Excerpted text:
3 January 2006 - John Hutton highlights clear link between benefit dependency and deprivation
New figures released today by John Hutton , Secretary of State for Work and Pensions, show a clear link between high numbers of people claiming incapacity benefit and deprivation.
John Hutton has written to MPs, in the 100 areas with the highest number of claimants, ahead of planned reform of the welfare state aimed at getting people back to work and improving the life chances of their constituents.
The research shows that as many as half of the most severe pockets of deprivation in England, Wales and Scotland are contained within the hundred constituencies that have the largest numbers of incapacity benefit claimants. People who live in these 100 constituencies are five times more likely to live in pockets of severe deprivation than those in the rest of the country.
Thirty-two of the top hundred constituencies are in the North West of England, with many in and around Manchester and Liverpool. Scotland has 20 of the top 100, with many concentrated in the West of Scotland around Glasgow, Wales and the South East, including London, have 10 each.
In his letter Mr Hutton:
“The clear link between benefit dependency and hardship shown in the figures I am releasing today is striking.
“ I do not believe we should accept a system that perpetuates hardship and denies people the opportunity to better their lives by accessing the world of work. The vast majority of people who start receiving incapacity benefit want to go back into work, but the system currently provides them with little help in doing so.

Written instruction: Reproduce the part of the incapacity benefit press release that opens with the words "The research shows" and closes with "of the country.". The listing comes from a source separate from the incapacity benefit press release.

(A block of data)
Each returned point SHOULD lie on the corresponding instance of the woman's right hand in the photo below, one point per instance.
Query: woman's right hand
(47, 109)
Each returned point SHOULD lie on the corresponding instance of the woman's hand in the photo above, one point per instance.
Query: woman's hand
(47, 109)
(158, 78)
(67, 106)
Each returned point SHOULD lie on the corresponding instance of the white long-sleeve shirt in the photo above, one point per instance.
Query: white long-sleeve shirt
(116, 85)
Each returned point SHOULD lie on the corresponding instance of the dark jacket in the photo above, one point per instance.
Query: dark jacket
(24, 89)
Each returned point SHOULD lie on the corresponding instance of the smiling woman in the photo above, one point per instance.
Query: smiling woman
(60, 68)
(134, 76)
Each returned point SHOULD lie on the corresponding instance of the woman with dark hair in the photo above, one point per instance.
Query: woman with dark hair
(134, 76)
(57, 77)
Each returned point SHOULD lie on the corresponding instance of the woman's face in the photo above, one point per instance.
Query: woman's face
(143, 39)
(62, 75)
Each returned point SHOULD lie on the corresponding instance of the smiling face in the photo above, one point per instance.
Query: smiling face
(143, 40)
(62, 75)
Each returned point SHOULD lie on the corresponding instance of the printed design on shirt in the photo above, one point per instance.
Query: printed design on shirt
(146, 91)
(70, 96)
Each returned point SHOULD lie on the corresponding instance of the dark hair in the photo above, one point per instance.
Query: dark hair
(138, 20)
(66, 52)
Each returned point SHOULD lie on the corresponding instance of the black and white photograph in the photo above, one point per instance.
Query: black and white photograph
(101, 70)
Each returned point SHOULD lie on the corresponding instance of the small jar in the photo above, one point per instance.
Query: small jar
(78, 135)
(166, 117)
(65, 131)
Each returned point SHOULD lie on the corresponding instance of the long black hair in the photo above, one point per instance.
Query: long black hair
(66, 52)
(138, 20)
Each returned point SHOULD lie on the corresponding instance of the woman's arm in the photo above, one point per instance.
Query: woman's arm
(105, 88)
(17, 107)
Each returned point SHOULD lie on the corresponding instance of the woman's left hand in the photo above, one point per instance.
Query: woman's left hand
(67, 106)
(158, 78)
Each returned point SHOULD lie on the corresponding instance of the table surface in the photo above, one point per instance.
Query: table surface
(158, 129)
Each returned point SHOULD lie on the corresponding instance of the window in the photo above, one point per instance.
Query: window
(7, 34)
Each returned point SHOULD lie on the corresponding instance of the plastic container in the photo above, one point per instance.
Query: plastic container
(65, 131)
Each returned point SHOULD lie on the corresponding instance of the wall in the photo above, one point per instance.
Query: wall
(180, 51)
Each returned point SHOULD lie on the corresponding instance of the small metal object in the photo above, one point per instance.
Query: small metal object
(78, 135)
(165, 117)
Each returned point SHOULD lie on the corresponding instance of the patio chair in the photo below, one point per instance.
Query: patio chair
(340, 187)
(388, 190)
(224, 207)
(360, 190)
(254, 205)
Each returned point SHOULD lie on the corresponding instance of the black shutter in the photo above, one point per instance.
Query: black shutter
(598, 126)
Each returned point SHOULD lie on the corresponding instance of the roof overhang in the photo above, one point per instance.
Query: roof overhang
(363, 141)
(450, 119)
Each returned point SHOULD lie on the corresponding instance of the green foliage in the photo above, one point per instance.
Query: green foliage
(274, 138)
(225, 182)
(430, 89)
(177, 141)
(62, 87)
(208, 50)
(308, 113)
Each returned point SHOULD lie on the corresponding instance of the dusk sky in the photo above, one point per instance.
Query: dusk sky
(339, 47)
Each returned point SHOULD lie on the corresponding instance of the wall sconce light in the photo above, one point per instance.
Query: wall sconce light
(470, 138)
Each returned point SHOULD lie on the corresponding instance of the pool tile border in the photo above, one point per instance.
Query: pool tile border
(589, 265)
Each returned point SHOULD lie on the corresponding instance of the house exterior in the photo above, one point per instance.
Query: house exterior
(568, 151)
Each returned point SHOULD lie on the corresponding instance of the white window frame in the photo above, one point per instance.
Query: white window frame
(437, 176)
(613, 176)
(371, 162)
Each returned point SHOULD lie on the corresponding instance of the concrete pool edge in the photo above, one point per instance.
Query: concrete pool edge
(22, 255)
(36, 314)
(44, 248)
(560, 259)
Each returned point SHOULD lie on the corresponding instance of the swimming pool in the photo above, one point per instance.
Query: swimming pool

Result for this task:
The research shows that as many as half of the most severe pockets of deprivation in England, Wales and Scotland are contained within the hundred constituencies that have the largest numbers of incapacity benefit claimants. People who live in these 100 constituencies are five times more likely to live in pockets of severe deprivation than those in the rest of the country.